→ **TAREFAS**
1/ No texto sobre a Igreja de São Domingos, em que data o templo foi oficialmente inaugurado?
2/ Dê sequência ao texto sobre a Igreja de São Domingos em Uberaba, começando logo depois da última frase.

**** TEXTO FORNECIDO ****

A IGREJA DE PEDRA DOS DOMINICANOS

Estatua de São Domingos no jardim defronte à igreja. Foto de André Borges Lopes.
Não é todo mundo que gosta do seu estilo e, para muita gente, o prédio parece uma construção inacabada. Outros admiram-se com a sua beleza rústica. Impossível é ficar indiferente diante da Igreja de São Domingos, o centenário templo neogótico erguido pela congregação dos dominicanos em Uberaba na virada do século XIX para o XX. Mesmo nos dias de hoje, essa igreja construída com grossas paredes de pedra aparente impressiona por sua imponência e grandiosidade. Dá para imaginar a sensação que devia causar na Uberaba completamente sem prédios de 1904. No dia 2 de outubro daquele ano, o templo foi oficialmente inaugurado – ainda sem as duas torres e as abóbadas centrais sob a estrutura do telhado – em uma solenidade que agitou a vida pacata da cidade.

**** LINHAS ARMAZENADAS ****

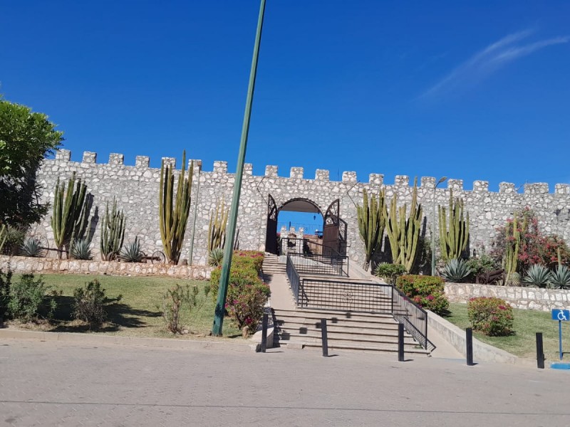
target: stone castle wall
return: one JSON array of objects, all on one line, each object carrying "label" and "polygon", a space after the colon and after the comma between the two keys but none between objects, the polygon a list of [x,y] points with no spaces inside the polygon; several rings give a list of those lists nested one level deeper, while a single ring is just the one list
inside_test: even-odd
[{"label": "stone castle wall", "polygon": [[[97,163],[96,154],[86,152],[81,162],[71,161],[71,152],[59,150],[53,159],[46,159],[38,171],[37,180],[43,188],[42,200],[53,204],[53,191],[58,177],[67,180],[73,172],[77,172],[87,184],[93,196],[92,246],[98,254],[100,224],[105,204],[117,198],[120,209],[127,216],[125,242],[136,236],[142,241],[143,250],[148,254],[160,250],[160,233],[158,228],[158,187],[160,169],[149,167],[149,158],[138,156],[134,166],[124,164],[123,154],[111,154],[108,163]],[[175,159],[163,158],[175,164]],[[189,161],[190,164],[190,161]],[[340,215],[348,224],[347,253],[355,262],[363,260],[363,246],[358,235],[356,204],[361,203],[363,189],[378,192],[381,186],[386,189],[388,199],[397,194],[398,202],[409,204],[413,182],[408,176],[397,176],[393,184],[385,185],[383,175],[371,174],[368,182],[359,182],[356,172],[343,173],[342,180],[331,181],[326,170],[318,169],[314,179],[304,176],[303,168],[291,168],[289,177],[279,176],[276,166],[266,167],[264,176],[252,174],[252,166],[246,164],[238,214],[238,241],[242,249],[263,251],[265,248],[267,201],[272,195],[278,206],[296,198],[313,201],[324,214],[335,199],[340,199]],[[192,240],[195,214],[195,237],[192,250],[192,263],[204,264],[207,260],[207,228],[209,213],[216,206],[217,198],[227,203],[232,200],[234,174],[227,172],[225,162],[214,162],[213,170],[202,170],[202,162],[194,161],[192,201],[188,220],[182,258],[187,258]],[[200,185],[198,185],[200,182]],[[423,177],[418,188],[418,200],[423,205],[426,217],[427,234],[434,201],[447,206],[450,191],[454,196],[462,197],[470,216],[470,248],[489,248],[496,228],[502,225],[514,211],[524,206],[533,209],[539,216],[546,233],[558,234],[570,240],[570,185],[556,184],[554,193],[549,192],[548,184],[532,184],[524,186],[524,192],[518,193],[513,184],[501,183],[499,192],[488,190],[489,184],[476,181],[473,189],[463,189],[460,179],[450,179],[447,188],[433,186],[435,179]],[[53,232],[49,225],[48,214],[32,230],[40,236],[47,236],[53,244]],[[435,223],[437,228],[437,221]],[[98,255],[95,255],[98,258]]]}]

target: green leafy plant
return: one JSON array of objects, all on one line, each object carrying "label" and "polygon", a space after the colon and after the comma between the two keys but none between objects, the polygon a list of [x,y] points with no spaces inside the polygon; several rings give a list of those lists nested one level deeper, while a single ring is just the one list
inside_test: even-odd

****

→ **RESPOSTAS ÀS TAREFAS**
1/ Em 2 de outubro de 1904.

2/
As novenas preparatórias tiveram início uma semana antes, em 23 de setembro. Estiveram presentes na missa de inauguração, além do chefe da diocese local – Dom Eduardo Duarte – dois bispos especialmente convidados: Dom Cláudio Ponce de Leão, do Rio Grande do Sul, e Dom José Lourenço, do Amazonas. Mais de 300 romeiros chegaram pelos trens da Cia. Mogiana. “As ruas da cidade, durante os dias de festa, regurgitavam de povo. O vasto templo, cuja beleza arquitetônica o faz um dos primeiros desse estado, enchia-se diariamente de gente”, contou o correspondente do jornal Correio Paulistano. Missas cantadas contaram com a participação de várias bandas da cidade, do “Schola cantorum” do Ginásio Diocesano e do Coro do Rosário. Na inauguração, cantou-se o Hino Nacional Brasileiro, a Marcha Pontifical e a Marselhesa. Em 1907, o grande templo sediou posse de Dom Eduardo, o primeiro bispo da nova diocese de Uberaba. No ano seguinte, celebrou-se ali a missa de comemoração do 7o centenário da revelação de São Domingos – em uma cerimônia na qual teriam sido concedidas mais de 3 mil comunhões.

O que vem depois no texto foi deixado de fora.